Tu tarea: ¿Puedes continuar el texto sobre los límites en la infancia y el “no pienso” a partir de su última oración?

── Extracto de página

Es necesario recibir por parte del Otro un “No” en la infancia, para luego, una vez adultos no solo poder preservarnos, respetarnos, diferenciarnos nosotros mismos, sino también trascender a ese Otro. Trascendencia donde se produce el pasaje de la dependencia a la autonomía.
Todo comienza en la infancia, en los límites, en poder diferenciar entre dar amor, dar tiempos y dar objetos. Amar, es dar lo que no se tiene.
El “no pienso” que es tan común hoy, evoca a ese Otro que oferta sin medida objetos que taponan la falta. Entonces el sujeto se lanza sin medida tras ellos buscando completud. Y lo que no aparece es la angustia, porque no hay duda ni corte que deje aparecer lo que no se esperaba.
Queda el goce. El deseo no se conoce. Asi entonces, aparece todo lo light, los libros de autoayuda, las promesas de juventud eterna, que invitan a un no pensar que contribuyen a que las preguntas, las respuestas y las verdades de cada uno, queden en el olvido. Y de este modo, “todo síntoma no reconocido es incorporado inmediatamente al falso ser del sujeto que se afirma en el “no pienso”.

────
── Material de origen

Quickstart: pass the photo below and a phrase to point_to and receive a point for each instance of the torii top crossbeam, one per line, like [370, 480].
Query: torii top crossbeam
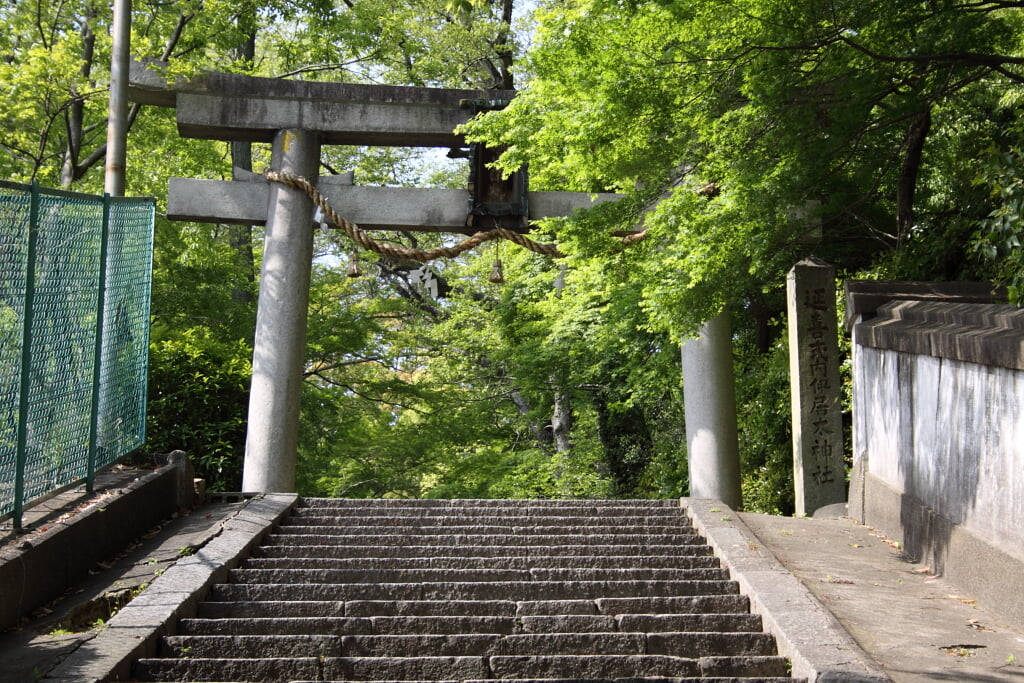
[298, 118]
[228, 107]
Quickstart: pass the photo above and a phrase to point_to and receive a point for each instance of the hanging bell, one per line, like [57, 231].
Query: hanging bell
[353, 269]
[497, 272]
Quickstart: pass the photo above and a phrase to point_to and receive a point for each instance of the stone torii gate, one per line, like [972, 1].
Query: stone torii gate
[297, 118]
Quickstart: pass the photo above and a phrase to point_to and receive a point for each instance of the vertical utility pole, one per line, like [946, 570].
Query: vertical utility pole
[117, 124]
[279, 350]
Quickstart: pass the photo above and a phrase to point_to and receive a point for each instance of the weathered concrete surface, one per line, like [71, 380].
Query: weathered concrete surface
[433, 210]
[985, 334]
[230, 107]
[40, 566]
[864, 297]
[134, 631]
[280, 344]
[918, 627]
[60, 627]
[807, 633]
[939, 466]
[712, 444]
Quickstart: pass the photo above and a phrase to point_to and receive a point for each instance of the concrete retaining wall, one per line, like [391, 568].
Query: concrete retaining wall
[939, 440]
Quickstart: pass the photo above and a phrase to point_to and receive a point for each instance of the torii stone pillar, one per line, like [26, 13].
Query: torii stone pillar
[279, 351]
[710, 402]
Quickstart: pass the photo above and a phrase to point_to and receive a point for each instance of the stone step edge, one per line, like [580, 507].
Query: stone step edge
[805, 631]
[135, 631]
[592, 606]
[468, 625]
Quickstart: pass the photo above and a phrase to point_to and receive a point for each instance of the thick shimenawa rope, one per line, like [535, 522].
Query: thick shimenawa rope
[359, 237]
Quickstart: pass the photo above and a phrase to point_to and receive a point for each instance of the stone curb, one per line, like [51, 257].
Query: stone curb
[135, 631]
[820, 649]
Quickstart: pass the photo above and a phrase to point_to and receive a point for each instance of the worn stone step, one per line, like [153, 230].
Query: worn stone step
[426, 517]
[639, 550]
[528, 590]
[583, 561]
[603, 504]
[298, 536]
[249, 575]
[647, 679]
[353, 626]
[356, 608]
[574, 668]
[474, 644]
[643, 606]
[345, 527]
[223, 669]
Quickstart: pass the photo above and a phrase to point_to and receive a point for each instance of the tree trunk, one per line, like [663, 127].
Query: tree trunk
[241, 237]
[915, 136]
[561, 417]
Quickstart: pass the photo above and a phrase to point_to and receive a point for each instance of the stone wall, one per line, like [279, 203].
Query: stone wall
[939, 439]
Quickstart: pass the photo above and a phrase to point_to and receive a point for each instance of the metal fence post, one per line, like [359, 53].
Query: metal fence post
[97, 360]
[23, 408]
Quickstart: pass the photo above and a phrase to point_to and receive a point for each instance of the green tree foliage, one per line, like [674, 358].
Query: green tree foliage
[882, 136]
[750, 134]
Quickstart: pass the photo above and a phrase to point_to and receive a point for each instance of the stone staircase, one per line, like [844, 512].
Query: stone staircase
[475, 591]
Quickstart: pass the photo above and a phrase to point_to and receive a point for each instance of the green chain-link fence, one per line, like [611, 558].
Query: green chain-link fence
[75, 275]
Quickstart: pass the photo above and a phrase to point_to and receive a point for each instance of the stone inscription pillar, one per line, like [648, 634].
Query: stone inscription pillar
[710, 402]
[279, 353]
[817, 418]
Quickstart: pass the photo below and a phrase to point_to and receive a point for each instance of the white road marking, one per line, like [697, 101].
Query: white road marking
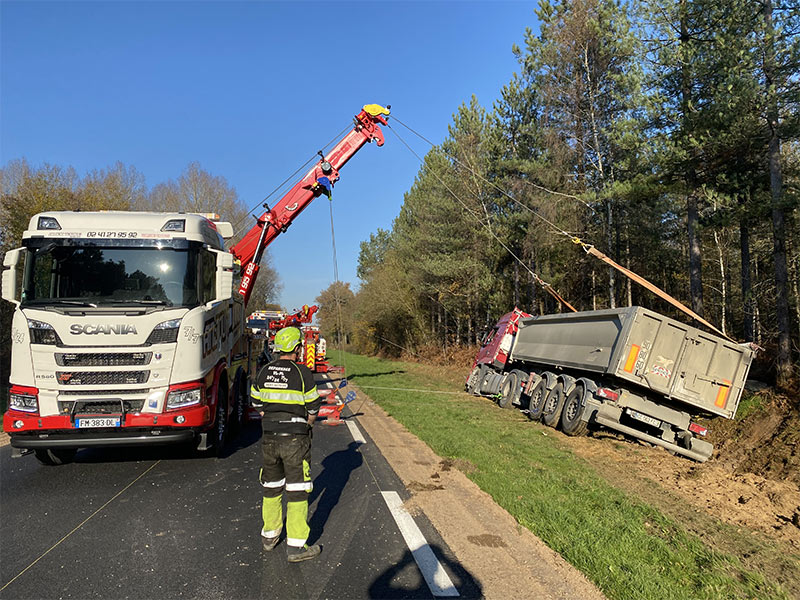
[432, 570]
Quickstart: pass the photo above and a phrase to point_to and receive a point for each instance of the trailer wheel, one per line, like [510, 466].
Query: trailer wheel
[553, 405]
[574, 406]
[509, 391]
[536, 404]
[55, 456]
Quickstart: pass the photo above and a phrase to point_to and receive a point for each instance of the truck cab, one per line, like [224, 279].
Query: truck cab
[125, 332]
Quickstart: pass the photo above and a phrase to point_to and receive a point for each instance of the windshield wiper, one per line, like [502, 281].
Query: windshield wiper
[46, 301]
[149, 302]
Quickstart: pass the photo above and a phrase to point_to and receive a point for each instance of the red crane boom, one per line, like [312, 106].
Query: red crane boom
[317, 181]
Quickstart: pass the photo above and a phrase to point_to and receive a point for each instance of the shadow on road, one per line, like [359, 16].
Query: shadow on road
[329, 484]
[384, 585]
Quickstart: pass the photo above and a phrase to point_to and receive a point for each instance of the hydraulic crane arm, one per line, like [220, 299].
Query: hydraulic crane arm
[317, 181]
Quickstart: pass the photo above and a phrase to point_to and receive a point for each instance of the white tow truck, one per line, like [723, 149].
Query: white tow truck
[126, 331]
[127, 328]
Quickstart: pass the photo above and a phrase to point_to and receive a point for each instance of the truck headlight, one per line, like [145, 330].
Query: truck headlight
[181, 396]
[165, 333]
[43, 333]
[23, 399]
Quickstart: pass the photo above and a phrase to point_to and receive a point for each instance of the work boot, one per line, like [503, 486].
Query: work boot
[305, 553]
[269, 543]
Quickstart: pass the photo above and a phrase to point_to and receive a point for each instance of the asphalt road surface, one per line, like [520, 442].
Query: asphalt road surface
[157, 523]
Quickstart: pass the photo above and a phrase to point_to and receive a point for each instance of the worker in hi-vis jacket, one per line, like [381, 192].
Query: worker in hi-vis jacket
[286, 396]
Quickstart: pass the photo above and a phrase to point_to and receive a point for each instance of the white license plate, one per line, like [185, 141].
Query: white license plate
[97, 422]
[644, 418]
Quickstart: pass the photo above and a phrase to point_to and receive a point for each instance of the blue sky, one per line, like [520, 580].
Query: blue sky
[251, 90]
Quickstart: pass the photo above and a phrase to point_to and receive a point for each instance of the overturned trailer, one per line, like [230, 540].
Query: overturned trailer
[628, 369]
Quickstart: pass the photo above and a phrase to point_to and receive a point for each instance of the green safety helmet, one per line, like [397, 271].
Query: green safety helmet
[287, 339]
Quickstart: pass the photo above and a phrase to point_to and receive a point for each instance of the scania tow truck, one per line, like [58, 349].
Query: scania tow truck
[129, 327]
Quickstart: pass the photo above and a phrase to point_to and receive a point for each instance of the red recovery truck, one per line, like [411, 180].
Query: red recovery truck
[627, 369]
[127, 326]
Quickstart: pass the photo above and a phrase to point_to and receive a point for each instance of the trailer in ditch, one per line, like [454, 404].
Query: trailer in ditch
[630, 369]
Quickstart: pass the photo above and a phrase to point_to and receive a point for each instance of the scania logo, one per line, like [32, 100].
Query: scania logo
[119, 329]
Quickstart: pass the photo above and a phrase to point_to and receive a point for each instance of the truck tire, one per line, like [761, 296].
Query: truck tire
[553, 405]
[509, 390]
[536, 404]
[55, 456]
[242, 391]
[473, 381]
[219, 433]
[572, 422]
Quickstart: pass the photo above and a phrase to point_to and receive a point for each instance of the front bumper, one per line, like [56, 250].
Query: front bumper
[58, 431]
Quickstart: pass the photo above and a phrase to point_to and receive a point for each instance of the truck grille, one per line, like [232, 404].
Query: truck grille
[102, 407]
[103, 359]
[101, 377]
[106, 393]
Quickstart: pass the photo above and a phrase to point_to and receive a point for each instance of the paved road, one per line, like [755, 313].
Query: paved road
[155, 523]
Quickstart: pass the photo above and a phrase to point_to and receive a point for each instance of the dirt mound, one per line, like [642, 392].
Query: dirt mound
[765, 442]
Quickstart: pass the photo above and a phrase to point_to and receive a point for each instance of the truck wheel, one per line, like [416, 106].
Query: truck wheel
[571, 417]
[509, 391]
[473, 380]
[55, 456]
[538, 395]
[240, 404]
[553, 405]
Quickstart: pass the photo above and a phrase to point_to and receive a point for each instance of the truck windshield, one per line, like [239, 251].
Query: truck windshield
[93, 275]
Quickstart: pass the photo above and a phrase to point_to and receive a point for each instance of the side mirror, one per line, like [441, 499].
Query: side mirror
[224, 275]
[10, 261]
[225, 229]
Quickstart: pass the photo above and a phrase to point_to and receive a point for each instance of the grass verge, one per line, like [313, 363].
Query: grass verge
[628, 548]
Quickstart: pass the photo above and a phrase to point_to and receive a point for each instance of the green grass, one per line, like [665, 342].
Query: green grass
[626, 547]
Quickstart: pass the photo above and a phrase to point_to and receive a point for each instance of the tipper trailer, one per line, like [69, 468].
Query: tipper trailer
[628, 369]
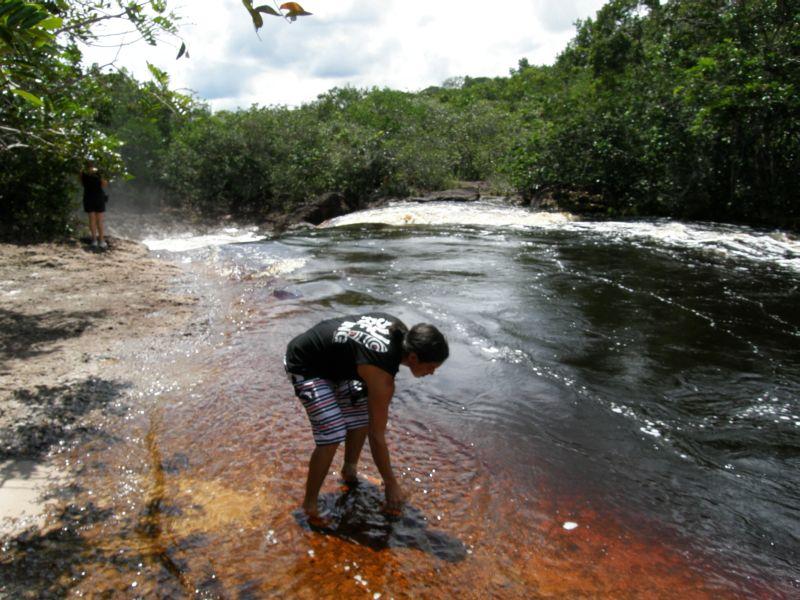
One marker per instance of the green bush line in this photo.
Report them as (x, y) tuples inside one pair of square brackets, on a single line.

────
── Material de origen

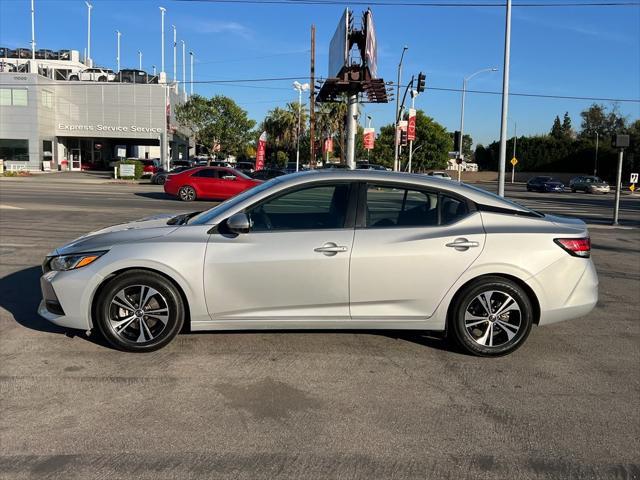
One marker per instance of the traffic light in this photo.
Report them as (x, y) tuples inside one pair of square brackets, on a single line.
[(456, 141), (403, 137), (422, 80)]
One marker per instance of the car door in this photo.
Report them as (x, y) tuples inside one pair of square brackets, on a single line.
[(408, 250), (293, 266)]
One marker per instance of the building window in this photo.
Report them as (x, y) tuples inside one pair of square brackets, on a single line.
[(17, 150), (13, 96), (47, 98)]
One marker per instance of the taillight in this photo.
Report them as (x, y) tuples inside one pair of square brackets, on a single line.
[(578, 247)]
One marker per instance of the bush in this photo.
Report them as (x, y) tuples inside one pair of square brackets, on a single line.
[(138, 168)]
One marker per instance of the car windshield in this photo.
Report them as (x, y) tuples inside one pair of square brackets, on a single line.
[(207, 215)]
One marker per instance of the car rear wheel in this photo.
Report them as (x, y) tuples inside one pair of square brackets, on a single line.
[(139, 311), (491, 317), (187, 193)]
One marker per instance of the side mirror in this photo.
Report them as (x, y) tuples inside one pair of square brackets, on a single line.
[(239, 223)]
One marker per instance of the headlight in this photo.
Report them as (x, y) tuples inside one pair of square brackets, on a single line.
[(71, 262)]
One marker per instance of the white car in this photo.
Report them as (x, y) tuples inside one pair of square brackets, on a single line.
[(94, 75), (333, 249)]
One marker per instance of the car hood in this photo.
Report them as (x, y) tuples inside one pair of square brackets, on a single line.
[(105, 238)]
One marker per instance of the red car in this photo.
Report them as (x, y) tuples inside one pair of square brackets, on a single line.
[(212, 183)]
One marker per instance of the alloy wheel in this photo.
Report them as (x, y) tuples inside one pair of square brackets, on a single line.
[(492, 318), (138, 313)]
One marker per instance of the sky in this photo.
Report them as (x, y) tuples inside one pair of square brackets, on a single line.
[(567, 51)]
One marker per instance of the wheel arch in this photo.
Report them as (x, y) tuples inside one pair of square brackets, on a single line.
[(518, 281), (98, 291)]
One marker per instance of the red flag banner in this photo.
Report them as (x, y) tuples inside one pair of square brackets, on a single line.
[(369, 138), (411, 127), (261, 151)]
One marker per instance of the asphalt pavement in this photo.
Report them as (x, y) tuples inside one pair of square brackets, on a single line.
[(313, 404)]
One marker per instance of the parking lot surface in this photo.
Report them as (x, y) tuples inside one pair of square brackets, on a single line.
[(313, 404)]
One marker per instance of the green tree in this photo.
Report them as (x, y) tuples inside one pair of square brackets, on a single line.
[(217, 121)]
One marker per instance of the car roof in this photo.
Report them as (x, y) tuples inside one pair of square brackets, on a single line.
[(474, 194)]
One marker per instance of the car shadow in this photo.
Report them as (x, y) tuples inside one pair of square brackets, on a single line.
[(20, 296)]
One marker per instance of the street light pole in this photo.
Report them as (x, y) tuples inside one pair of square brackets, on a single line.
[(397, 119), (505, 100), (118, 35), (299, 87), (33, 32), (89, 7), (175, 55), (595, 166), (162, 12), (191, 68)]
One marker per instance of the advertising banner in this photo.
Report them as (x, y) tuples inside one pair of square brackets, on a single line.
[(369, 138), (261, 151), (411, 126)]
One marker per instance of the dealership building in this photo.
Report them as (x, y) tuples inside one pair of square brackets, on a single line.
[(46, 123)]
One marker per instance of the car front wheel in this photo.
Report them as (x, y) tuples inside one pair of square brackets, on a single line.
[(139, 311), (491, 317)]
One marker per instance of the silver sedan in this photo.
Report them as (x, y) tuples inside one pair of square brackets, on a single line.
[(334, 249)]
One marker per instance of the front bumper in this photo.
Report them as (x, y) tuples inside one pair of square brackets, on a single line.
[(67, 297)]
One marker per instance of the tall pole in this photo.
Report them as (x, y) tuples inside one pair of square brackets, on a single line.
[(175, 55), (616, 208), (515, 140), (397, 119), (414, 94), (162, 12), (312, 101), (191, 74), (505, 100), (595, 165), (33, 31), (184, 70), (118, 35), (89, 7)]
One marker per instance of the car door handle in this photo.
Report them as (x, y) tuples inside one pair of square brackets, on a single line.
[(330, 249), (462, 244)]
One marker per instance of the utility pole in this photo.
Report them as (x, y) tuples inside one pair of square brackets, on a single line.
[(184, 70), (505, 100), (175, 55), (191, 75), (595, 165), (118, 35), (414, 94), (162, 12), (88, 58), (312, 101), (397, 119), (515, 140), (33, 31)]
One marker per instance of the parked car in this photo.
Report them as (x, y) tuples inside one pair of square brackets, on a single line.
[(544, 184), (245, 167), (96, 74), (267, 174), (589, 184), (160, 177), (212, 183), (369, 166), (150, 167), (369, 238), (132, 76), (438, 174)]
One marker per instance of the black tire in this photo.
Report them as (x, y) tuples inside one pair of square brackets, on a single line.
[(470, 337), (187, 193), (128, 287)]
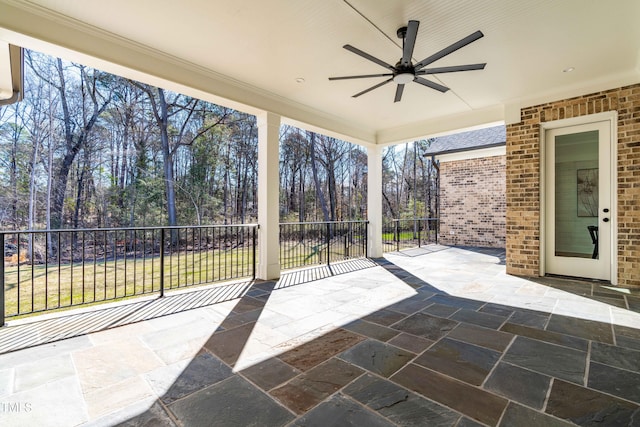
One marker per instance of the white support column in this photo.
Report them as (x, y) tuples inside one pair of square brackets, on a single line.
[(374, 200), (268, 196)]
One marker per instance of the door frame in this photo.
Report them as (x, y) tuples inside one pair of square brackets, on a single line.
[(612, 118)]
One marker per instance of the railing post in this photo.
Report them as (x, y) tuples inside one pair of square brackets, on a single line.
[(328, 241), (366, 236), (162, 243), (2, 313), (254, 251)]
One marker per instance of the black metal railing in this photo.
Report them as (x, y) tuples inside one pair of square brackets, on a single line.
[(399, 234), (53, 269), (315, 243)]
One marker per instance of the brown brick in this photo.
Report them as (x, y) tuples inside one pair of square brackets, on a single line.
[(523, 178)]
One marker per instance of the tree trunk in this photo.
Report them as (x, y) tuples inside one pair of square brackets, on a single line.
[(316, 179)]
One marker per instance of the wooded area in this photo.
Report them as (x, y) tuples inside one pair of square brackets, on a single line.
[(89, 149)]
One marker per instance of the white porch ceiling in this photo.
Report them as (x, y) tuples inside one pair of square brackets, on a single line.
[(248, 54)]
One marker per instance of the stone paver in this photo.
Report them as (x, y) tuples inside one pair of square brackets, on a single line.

────
── Material de origen

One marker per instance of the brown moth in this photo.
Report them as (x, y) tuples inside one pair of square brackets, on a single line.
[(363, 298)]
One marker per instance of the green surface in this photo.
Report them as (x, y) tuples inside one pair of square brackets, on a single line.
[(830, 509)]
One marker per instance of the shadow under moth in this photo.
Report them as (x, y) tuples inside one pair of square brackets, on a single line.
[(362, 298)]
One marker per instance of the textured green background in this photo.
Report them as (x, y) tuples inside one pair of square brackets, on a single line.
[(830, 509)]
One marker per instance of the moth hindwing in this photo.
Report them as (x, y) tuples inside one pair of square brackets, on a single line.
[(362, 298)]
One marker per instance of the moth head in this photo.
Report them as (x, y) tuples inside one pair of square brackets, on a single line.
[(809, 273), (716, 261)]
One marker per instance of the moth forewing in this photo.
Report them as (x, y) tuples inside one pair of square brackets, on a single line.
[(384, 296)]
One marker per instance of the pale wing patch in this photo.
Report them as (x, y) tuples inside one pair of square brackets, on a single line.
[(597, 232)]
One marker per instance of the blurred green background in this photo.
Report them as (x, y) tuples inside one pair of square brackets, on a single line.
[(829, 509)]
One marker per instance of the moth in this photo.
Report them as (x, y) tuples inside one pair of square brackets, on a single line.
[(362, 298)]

────

Respuesta:
Falso ser que se traduce en que el sujeto, ignora lo que es para el Otro y que permite desentenderse de los pensamientos que pueden cruzarse por la mente.
La angustia es la brújula que nos indica un lugar, unas coordenadas: Las del vacío, las de la falta, también las del deseo. Se debe entonces saber bordear, contornear este vacío para poder concebirlo y crear a partir de él.
De esto se trata la experiencia analítica, de saber hacer con ese vacío, con esa nada. De saber hacer con esa parte del síntoma que no se puede nombrar.